**PROVIDED TEXT:**
*****

The authors of the 376 study dismiss the idea that because our hunter-gatherer ancestors had strong bones without consuming dairy, therefore we don’t need to consume dairy either.  They dismiss it on the basis that our diet has changed.  Indeed it has changed.  Most Australians consume a highly refined diet largely devoid of key nutrients for bone health (such as vitamin K2), have poor vitamin D levels from limited sun exposure and we now also consume a grain-based diet, which reduces calcium absorption from phytic acid and compromises vitamin D metabolism [26].  A return to a diet and sun exposure based on our hunter-gatherer ancestors could produce strong bones without needing dairy.

An alternative to dairy would therefore include optimal vitamin D from mostly sunlight (to enhance calcium absorption) and other foods that have similar nutrients as dairy foods do, while assuming one consumes the recommended amount of fruit and vegetables.

“Milk, cheese and yoghurt are a good source of many nutrients, including calcium, protein, iodine, vitamin A, vitamin D, riboflavin, vitamin B12 and zinc.”

Foods that are food sources in these nutrients (except calcium) are other animal-based foods, such as meat, fish (including shellfish), eggs and organs.  All have highly bioavailable protein, with a complete amino acid profile and include nutrients derived from amino acids such as carnitine, carnosine, creatine, glutathione and taurine.  Fish, eggs and organs are good sources of iodine, eggs and liver are good sources of vitamin A.  All are good sources of riboflavin, vitamin B12 and zinc as well as vitamin B5, K2, selenium and long chain omega 3’s (which dairy is also a good source of).  Meat from ruminant animals is also a good source of the healthy trans-fats, vaccenic acid and conjugated linoleic acids.  Many of the nutrients listed above are found abundantly in other animal foods and animal foods are often the only good or unique source of them [5].

This suggests that an alternative to dairy is not calcium-enriched legume milks, but rather animal foods and ideal levels of vitamin D.  Although if dairy is replaced with animal foods and vitamin D in the context of a highly refined diet low calcium could become a problem, but in a highly refined diet health problems are ubiquitous anyway.

*****

(Stored dataset items)

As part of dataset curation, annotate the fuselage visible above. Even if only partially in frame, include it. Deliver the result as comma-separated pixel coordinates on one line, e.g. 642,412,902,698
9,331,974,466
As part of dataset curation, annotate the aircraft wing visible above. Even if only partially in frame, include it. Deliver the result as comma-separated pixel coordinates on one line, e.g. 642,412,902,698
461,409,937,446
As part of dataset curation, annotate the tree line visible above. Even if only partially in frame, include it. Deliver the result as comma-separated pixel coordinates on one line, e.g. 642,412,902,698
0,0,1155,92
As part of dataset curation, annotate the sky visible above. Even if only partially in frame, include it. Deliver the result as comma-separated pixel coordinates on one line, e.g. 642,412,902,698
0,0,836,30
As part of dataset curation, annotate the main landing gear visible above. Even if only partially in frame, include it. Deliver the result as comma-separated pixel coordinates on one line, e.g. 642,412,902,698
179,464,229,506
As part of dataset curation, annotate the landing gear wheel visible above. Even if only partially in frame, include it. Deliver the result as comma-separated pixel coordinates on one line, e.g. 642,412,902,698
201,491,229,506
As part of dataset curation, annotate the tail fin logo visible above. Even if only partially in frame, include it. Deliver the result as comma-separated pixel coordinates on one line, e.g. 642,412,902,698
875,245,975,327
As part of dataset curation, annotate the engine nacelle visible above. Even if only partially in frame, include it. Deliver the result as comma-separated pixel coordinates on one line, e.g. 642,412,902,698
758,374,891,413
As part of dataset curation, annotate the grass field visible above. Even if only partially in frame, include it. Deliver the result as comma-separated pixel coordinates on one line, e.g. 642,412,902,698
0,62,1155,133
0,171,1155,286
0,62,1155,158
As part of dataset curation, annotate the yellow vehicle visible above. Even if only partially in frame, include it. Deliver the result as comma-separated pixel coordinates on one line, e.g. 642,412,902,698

*****

**LIST OF TASKS:**
#1 In the text on dairy alternatives for bone health, which foods are named as good sources of vitamin A?
#2 Write a continuation of the text on dairy alternatives for bone health, starting after its final sentence.

**RESPONSES FOR EACH TASK:**
#1 Eggs and liver.

#2
Conclusion

Raising HDL-C and vitamin K2 are some mechanisms that may explain how dairy foods decrease the risk of cardiovascular disease.  These mechanisms are proportional to the amount of dairy fat consumed.  Dairy fat contains nutrients such as vitamins A, D, K2 and healthy fats such as butyric acid, other short/medium chain fats, long chain omega 3’s, vaccenic acid and conjugated linoleic acids.  Therefore full fat dairy should be chosen to maximise health benefits when consuming dairy.

80-90 nmol/l, or even 100 nmol/l, are ideal blood levels of 25-hydroxyvitamin D for calcium absorption, as well as other health benefits.  240 µg is needed for 97.5% of the population to achieve a blood level of 100 nmol/l, although most people only need 100 µg and this depends on factors such as body weight.  The AI for vitamin D should be changed to 100 µg and an RDI should be made at 240 µg.  The recommendations regarding sun exposure should be changed to increase noon sun exposure to as much of the body as possible to promote health and not be responsible for skin cancers.

Alternatives to dairy should only include other animal foods along with an ideal blood level of 25-hydroxyvitamin D (80-90 or 100 nmol/l).  Animal-based foods are rich sources of the nutrients dairy foods are also rich in.  Many of the nutrients are only found adequately in animal-based foods and some nutrients are exclusive to animal foods.  This makes animal-based foods a better alternative to dairy than plant-based dairy substitutes.